The answer is all of the data, repeated exactly.

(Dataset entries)

####

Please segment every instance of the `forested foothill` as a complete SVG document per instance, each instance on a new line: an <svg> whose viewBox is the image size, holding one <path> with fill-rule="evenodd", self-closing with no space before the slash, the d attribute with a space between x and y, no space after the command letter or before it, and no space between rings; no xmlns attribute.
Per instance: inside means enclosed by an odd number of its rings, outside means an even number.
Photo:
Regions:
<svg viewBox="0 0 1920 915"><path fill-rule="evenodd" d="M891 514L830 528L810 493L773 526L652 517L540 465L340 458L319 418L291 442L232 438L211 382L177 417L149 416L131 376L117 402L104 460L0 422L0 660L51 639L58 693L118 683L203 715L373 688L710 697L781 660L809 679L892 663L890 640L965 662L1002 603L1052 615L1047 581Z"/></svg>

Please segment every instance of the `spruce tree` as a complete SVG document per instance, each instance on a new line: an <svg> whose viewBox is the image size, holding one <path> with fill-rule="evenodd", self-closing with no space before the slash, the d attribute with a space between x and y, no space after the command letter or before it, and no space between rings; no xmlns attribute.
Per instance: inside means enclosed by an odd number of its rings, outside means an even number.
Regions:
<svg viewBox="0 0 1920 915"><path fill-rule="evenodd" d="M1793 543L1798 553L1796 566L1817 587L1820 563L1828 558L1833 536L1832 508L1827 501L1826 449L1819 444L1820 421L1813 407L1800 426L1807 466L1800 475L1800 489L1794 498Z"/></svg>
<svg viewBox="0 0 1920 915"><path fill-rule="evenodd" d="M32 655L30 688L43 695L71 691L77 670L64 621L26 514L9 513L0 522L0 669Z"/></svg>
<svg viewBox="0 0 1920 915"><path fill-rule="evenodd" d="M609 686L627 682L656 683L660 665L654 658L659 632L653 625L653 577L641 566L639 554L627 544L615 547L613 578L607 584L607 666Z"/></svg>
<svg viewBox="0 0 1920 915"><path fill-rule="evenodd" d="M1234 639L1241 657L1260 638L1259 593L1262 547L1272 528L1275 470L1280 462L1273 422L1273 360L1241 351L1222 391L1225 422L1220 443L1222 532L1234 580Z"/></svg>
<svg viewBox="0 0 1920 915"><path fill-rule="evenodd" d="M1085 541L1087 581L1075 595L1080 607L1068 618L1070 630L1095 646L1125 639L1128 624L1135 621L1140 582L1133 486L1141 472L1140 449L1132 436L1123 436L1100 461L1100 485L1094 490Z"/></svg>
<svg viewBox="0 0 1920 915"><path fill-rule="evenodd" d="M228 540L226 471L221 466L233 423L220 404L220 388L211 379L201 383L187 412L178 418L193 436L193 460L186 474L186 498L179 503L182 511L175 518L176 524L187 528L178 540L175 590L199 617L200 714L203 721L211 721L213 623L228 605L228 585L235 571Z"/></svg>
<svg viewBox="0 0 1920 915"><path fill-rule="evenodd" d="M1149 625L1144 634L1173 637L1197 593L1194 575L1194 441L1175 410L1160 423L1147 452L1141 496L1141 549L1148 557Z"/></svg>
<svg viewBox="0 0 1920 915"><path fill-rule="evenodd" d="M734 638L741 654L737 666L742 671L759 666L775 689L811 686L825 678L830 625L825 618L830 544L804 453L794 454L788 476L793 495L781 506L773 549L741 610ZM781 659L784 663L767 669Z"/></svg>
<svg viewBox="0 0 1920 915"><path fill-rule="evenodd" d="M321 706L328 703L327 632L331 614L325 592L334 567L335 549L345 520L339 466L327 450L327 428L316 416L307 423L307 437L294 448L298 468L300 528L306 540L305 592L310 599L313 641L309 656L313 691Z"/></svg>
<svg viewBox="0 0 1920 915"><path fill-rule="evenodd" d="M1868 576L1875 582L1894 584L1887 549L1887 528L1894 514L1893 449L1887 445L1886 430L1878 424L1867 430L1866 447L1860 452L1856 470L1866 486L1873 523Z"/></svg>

####

*Solution below*:
Please segment every instance of the `forested foothill` as a complete SVG document per instance, each instance on a new line: an <svg> whose viewBox is the image size, holding one <path> with fill-rule="evenodd", self-closing with no space before the slash, the d attribute with a space between x and y, no space after the command letter or before it, and no space between rings; no xmlns attribute.
Per instance: inside means enclosed by an odd number of its rings, outside means an even number.
Photo:
Regions:
<svg viewBox="0 0 1920 915"><path fill-rule="evenodd" d="M891 514L830 528L810 493L773 526L652 517L540 465L340 458L319 418L291 442L232 438L211 382L177 417L149 416L131 376L117 402L104 460L0 422L0 660L51 639L58 693L118 683L203 715L373 688L710 697L781 660L809 679L892 663L890 640L965 662L1002 603L1052 615L1047 581Z"/></svg>

Please segment every instance of the `spruce tree` as a complete SVG document per instance, each instance on a new line: an <svg> whose viewBox is the image size, holding one <path> with fill-rule="evenodd", self-closing with no space before the slash, the d attribute with a space between x and y, no space after the command letter or before it, and no space between rings; no xmlns attribute.
Per instance: inside means enclosed by an odd number of its rings, outside means an even number.
Regions:
<svg viewBox="0 0 1920 915"><path fill-rule="evenodd" d="M1793 543L1798 553L1796 566L1817 587L1820 563L1828 558L1833 536L1832 508L1827 501L1826 449L1819 444L1820 421L1813 407L1800 426L1807 466L1800 475L1800 489L1794 498Z"/></svg>
<svg viewBox="0 0 1920 915"><path fill-rule="evenodd" d="M32 655L30 688L43 695L71 691L77 670L64 621L26 514L9 513L0 522L0 669Z"/></svg>
<svg viewBox="0 0 1920 915"><path fill-rule="evenodd" d="M609 686L627 682L656 683L660 665L654 658L659 632L653 625L653 577L641 566L639 554L627 544L615 547L613 578L607 584L607 666Z"/></svg>
<svg viewBox="0 0 1920 915"><path fill-rule="evenodd" d="M1234 639L1241 657L1260 638L1259 593L1262 547L1272 528L1275 470L1280 462L1273 422L1273 360L1241 351L1222 391L1225 422L1220 443L1222 532L1234 580Z"/></svg>
<svg viewBox="0 0 1920 915"><path fill-rule="evenodd" d="M1085 541L1087 581L1075 595L1080 607L1068 618L1070 630L1095 646L1125 639L1128 624L1135 621L1140 582L1133 486L1141 472L1140 449L1132 436L1123 436L1100 461L1100 485L1094 490Z"/></svg>
<svg viewBox="0 0 1920 915"><path fill-rule="evenodd" d="M228 540L226 471L221 466L233 423L220 404L220 388L211 379L201 383L187 412L178 418L193 436L193 460L186 474L186 498L179 503L182 511L175 518L176 524L187 528L178 540L175 590L199 617L200 714L203 721L211 721L213 623L228 605L228 585L235 571Z"/></svg>
<svg viewBox="0 0 1920 915"><path fill-rule="evenodd" d="M1149 625L1144 634L1173 637L1197 593L1194 575L1194 441L1175 410L1160 423L1147 452L1141 496L1141 549L1148 557Z"/></svg>
<svg viewBox="0 0 1920 915"><path fill-rule="evenodd" d="M734 638L741 654L737 666L742 671L759 666L775 689L811 686L825 678L830 625L825 618L830 544L804 453L794 454L788 476L793 495L781 506L773 549L741 610ZM781 659L784 663L767 669Z"/></svg>
<svg viewBox="0 0 1920 915"><path fill-rule="evenodd" d="M321 706L328 703L327 632L331 614L325 592L334 567L335 549L345 520L339 466L327 450L327 428L316 416L307 423L307 437L294 448L298 468L300 528L306 540L305 592L310 599L313 641L309 656L313 691Z"/></svg>
<svg viewBox="0 0 1920 915"><path fill-rule="evenodd" d="M1868 576L1875 582L1894 584L1887 549L1887 528L1894 514L1893 449L1887 445L1886 430L1878 424L1867 430L1866 447L1860 452L1856 470L1866 486L1873 523Z"/></svg>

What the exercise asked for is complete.